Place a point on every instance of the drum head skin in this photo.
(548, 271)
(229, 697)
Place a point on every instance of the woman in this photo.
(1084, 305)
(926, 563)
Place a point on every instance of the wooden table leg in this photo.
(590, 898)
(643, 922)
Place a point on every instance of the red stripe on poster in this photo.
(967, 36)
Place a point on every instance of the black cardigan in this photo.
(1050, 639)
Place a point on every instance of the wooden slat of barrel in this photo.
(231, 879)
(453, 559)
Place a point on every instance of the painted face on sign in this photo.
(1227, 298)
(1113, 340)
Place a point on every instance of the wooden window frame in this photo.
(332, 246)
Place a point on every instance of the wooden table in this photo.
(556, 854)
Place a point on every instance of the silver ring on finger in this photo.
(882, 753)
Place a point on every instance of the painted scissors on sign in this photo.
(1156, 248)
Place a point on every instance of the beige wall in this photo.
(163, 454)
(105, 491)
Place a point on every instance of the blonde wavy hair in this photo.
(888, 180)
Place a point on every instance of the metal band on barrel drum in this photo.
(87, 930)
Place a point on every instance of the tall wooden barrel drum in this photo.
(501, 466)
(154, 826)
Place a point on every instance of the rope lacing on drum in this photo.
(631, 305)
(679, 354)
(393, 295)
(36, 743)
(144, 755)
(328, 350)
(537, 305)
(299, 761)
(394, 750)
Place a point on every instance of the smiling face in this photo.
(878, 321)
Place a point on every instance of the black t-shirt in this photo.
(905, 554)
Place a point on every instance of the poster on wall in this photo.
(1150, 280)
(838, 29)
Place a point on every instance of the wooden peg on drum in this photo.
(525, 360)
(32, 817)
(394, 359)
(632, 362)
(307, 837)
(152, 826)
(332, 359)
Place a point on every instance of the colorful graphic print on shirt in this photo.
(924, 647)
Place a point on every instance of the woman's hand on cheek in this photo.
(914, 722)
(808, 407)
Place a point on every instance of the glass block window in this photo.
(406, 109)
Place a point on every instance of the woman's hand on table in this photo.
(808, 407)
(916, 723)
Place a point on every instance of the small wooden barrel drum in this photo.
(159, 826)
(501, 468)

● WORK TO DO:
Rewrite all the records, replacing "Place a point on" with "Put a dot on" wherever it appears and leaving everything else unchanged.

● SOLUTION TO THE PROBLEM:
Put a dot on every instance of the drum head skin in this photo.
(548, 271)
(229, 697)
Put a dot on every instance of the woman in this photo.
(1084, 305)
(926, 563)
Put a dot on every instance of the wooden table leg in this photo.
(590, 898)
(643, 922)
Put a dot on every instance of the red stripe on poster in this photo.
(967, 36)
Put a dot on every instance of the black cardigan in this photo.
(1050, 639)
Put a dot on every instance of the wooden slat of barrel in this photo.
(231, 879)
(453, 559)
Put a dot on every instance of the painted face on sign in this photo.
(1227, 298)
(1113, 340)
Put a dot on every instance of the wooden window frame in this photo.
(332, 246)
Put a dot on every instance of the wooden table in this photo.
(556, 854)
Put a dot on every instance of the silver ring on finger in this photo.
(882, 753)
Put a dot on every instance of the painted scissors on sign in this photo.
(1156, 248)
Put a dot on every instance of the beige wall in this photo.
(163, 454)
(105, 491)
Put a dot on every instance of the blonde wavy hair in this photo.
(888, 180)
Put a dot on every instance of the metal band on barrel drum in this photo.
(87, 930)
Put a dot on every instance of the tall wooden barrel drum in this photo.
(501, 466)
(154, 826)
Put a dot on every instance of the rope lacing on drum in this photo.
(631, 305)
(679, 354)
(393, 295)
(36, 743)
(144, 755)
(328, 350)
(537, 305)
(299, 761)
(394, 750)
Put a dot on every instance of the smiling face in this photo.
(878, 321)
Put a dot on every instance of the black t-shirt in this photo.
(905, 554)
Put a dot on every instance of the poster on wall in this photo.
(1150, 280)
(838, 29)
Put a dot on every instance of the wooden peg on drum in this photo.
(525, 360)
(32, 817)
(394, 359)
(632, 362)
(307, 837)
(152, 826)
(332, 359)
Put a dot on every instance of the colorful graphic print on shirt in this photo.
(924, 647)
Put a dot on every instance of the woman's hand on cheek in this photo.
(914, 722)
(808, 407)
Put a dot on every instance of the glass block window in this photo.
(406, 109)
Put a dot on every instance of the woman's hand on table in this photo.
(808, 407)
(916, 723)
Put a dot on every instance of the small wooden barrel drum in this photo.
(159, 826)
(501, 468)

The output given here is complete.